Show each line of the records in which the word "lapel" appears.

[Collected data]
::::::
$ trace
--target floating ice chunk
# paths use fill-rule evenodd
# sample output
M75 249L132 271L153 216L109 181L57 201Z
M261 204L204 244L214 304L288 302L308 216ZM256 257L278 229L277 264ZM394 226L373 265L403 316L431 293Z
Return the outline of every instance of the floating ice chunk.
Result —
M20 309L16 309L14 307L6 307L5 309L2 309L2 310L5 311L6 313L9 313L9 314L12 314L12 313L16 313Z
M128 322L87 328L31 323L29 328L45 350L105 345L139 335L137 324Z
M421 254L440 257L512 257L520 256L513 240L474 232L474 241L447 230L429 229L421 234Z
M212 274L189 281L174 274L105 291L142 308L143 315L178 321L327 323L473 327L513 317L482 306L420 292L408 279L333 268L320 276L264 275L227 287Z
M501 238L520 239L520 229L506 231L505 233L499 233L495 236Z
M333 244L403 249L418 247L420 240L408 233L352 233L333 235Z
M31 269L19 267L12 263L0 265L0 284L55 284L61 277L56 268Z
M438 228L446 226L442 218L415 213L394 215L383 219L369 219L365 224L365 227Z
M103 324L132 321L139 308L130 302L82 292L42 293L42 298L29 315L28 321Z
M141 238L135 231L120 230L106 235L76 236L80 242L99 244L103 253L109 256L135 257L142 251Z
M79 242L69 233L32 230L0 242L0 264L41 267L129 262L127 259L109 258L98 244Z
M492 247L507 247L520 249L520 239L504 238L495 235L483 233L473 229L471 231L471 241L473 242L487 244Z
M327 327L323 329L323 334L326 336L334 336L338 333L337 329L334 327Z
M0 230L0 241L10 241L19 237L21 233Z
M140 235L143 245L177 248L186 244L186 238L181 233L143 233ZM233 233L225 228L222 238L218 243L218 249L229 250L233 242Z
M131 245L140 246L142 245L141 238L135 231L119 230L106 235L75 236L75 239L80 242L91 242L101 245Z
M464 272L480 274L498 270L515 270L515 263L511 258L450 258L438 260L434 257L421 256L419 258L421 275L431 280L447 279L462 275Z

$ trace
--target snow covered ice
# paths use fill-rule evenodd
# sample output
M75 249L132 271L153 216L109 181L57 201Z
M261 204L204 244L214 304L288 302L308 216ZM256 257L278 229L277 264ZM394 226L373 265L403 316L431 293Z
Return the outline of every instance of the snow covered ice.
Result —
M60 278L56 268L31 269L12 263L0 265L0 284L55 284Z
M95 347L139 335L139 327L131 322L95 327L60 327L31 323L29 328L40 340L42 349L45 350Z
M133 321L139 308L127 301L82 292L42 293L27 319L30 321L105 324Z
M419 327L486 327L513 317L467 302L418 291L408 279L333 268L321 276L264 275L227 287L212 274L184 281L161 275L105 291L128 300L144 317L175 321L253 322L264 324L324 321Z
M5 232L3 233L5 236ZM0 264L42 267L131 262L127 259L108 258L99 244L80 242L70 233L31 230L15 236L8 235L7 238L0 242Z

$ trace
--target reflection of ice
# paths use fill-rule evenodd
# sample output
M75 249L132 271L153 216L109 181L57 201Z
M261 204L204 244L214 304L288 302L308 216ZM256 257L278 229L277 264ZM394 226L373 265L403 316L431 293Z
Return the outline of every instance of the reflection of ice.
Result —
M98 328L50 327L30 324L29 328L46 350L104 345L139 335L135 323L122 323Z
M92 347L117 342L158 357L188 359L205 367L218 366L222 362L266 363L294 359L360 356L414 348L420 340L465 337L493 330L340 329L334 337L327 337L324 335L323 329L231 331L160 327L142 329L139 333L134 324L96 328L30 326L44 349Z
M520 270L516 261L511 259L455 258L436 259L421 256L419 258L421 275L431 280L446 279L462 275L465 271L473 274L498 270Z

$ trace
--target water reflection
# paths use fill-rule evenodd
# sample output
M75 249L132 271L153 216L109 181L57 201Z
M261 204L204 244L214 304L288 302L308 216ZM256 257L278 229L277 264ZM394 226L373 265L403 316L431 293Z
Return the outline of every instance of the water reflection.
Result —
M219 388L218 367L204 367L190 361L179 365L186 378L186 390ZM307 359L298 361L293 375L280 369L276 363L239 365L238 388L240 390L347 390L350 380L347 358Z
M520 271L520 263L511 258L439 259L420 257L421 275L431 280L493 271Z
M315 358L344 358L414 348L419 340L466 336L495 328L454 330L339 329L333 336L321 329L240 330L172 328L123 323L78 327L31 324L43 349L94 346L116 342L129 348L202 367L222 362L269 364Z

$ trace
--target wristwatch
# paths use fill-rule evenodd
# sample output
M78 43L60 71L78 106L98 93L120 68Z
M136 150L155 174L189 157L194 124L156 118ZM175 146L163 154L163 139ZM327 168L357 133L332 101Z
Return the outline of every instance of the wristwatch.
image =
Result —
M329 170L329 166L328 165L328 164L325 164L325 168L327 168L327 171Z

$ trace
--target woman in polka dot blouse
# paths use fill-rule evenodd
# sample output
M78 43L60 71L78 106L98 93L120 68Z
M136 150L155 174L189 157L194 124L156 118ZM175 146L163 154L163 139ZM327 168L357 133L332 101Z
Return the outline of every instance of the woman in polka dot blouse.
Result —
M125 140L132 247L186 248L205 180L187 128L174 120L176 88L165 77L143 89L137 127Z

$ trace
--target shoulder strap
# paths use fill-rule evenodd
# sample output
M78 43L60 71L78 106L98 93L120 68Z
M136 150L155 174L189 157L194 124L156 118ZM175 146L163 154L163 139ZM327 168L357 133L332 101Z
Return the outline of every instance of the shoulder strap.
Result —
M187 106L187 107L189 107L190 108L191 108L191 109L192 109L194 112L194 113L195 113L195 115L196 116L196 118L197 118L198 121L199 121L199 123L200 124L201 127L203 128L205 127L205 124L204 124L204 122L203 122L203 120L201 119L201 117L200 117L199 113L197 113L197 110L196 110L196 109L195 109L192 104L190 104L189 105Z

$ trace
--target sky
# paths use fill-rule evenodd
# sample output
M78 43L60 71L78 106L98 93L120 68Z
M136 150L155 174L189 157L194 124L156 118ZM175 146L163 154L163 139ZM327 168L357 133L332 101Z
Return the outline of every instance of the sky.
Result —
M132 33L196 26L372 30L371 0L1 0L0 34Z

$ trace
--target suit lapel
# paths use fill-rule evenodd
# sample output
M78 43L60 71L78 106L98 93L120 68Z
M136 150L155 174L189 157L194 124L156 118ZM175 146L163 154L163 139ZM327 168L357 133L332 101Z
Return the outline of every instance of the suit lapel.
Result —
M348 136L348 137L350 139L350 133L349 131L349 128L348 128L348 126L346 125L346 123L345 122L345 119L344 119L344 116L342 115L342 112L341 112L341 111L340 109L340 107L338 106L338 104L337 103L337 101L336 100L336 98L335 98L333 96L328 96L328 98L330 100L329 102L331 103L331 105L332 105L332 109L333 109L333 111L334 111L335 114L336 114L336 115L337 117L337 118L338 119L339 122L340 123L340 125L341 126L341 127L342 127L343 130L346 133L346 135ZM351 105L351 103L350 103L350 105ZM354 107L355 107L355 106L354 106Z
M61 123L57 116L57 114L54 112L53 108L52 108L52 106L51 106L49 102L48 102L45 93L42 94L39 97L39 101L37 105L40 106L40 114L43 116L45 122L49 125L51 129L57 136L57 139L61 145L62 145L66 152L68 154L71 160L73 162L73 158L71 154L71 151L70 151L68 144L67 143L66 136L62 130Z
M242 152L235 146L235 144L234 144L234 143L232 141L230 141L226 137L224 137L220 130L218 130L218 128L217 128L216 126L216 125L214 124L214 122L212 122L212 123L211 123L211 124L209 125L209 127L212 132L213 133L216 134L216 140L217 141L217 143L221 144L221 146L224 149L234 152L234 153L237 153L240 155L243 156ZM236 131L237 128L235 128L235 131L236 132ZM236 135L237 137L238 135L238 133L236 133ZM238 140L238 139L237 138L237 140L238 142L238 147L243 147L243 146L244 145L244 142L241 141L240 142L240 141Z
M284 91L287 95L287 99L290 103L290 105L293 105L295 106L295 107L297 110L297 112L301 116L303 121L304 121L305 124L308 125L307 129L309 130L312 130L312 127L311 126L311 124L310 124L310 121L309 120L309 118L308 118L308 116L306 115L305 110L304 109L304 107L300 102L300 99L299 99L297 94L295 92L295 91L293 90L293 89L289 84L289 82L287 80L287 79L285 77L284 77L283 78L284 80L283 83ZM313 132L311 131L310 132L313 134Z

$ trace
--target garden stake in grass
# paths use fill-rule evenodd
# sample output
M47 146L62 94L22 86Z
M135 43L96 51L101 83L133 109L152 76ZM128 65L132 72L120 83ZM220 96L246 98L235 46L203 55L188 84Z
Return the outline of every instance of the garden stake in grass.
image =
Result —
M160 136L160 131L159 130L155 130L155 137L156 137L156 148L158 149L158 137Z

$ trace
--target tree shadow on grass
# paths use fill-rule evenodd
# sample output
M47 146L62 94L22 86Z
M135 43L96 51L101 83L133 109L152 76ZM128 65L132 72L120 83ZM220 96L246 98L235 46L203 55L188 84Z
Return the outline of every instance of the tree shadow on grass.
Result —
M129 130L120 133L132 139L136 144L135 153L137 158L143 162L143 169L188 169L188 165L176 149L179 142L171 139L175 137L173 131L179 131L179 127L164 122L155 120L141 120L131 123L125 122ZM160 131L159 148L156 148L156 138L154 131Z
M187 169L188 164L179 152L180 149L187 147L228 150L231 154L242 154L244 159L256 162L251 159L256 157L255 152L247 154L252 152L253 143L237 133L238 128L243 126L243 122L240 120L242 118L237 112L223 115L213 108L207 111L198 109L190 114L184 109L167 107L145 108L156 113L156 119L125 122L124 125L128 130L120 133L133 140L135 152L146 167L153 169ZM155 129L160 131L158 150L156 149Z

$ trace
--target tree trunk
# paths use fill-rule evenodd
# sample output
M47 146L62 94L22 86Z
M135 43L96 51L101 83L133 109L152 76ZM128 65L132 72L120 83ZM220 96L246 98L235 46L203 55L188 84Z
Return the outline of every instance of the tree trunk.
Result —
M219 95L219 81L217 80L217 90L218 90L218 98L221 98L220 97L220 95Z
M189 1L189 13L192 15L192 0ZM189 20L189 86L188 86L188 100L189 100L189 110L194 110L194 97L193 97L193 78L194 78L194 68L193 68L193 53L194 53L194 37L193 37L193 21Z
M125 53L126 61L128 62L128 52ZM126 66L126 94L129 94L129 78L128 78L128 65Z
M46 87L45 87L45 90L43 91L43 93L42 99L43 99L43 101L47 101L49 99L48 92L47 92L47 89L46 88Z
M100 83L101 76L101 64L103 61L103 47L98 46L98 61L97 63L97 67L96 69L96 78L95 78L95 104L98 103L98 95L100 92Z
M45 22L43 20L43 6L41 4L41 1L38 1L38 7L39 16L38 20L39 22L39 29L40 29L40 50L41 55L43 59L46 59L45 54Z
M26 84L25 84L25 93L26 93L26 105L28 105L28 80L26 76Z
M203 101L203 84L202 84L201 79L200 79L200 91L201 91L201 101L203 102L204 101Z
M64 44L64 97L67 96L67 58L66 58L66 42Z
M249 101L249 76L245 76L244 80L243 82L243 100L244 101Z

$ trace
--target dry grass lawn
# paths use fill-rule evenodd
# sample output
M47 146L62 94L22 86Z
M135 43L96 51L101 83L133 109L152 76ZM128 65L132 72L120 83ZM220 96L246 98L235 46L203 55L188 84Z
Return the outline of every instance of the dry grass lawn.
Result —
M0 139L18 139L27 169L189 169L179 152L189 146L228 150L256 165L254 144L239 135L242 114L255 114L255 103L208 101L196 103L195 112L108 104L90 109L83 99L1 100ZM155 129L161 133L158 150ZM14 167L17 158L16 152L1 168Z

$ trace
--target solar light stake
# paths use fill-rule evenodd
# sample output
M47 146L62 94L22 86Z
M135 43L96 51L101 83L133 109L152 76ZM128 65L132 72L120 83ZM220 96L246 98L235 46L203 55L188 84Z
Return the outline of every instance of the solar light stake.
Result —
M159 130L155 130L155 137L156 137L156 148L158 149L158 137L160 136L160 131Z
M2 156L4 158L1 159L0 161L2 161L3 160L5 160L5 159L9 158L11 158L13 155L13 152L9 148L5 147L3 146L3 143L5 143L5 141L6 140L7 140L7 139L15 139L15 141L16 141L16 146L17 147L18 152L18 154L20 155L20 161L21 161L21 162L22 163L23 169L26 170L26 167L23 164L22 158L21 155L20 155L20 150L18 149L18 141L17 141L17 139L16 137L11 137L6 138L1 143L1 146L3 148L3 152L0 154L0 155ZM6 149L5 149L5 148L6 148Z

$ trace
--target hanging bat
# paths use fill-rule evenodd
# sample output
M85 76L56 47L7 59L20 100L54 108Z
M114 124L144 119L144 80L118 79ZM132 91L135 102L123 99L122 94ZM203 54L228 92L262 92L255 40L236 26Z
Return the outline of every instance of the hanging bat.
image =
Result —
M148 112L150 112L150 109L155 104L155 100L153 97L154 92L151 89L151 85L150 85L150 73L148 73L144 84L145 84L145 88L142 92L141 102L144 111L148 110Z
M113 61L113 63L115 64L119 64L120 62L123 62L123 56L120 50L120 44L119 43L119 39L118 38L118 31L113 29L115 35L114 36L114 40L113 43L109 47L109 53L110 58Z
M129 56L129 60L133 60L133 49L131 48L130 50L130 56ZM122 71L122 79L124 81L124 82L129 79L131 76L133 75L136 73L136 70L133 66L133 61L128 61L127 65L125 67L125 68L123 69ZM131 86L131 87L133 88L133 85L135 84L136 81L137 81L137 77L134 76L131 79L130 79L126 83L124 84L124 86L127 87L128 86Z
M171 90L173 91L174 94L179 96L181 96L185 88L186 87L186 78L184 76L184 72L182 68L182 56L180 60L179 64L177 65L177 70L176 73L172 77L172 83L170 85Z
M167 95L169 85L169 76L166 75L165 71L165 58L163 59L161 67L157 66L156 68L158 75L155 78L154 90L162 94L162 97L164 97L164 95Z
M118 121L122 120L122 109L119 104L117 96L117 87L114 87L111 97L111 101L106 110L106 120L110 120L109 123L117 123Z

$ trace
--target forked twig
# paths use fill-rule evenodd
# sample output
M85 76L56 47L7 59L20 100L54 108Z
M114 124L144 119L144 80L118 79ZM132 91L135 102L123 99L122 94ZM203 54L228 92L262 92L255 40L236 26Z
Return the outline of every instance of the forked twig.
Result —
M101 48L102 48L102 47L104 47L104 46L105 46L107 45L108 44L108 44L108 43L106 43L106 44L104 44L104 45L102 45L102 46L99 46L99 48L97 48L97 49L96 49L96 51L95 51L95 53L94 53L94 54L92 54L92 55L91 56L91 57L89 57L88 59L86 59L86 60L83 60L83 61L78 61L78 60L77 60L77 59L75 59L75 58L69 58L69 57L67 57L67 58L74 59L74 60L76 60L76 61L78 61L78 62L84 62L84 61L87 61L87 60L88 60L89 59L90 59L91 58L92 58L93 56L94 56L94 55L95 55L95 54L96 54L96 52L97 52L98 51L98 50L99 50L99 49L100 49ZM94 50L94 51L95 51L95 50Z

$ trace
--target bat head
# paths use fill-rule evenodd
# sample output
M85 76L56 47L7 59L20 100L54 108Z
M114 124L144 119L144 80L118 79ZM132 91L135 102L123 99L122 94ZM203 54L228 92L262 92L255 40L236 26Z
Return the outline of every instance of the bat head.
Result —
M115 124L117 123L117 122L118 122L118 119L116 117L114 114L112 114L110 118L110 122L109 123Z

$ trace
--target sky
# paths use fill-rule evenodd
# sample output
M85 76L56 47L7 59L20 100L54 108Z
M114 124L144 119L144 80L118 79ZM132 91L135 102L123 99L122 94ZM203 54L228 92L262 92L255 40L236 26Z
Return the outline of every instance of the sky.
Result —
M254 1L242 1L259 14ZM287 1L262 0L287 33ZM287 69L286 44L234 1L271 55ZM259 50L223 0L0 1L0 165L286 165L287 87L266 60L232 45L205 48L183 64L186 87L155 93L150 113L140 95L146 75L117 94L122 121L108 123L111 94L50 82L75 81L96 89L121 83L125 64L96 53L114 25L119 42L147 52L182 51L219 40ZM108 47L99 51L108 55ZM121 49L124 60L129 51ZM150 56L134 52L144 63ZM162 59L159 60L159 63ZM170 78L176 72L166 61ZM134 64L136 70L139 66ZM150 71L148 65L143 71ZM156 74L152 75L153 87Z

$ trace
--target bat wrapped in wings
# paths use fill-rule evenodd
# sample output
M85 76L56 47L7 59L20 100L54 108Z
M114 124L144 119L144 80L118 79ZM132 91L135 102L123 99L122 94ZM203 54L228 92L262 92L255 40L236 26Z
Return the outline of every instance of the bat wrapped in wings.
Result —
::::::
> _THE OUTPUT_:
--target suit lapel
Return the outline of every instance of the suit lapel.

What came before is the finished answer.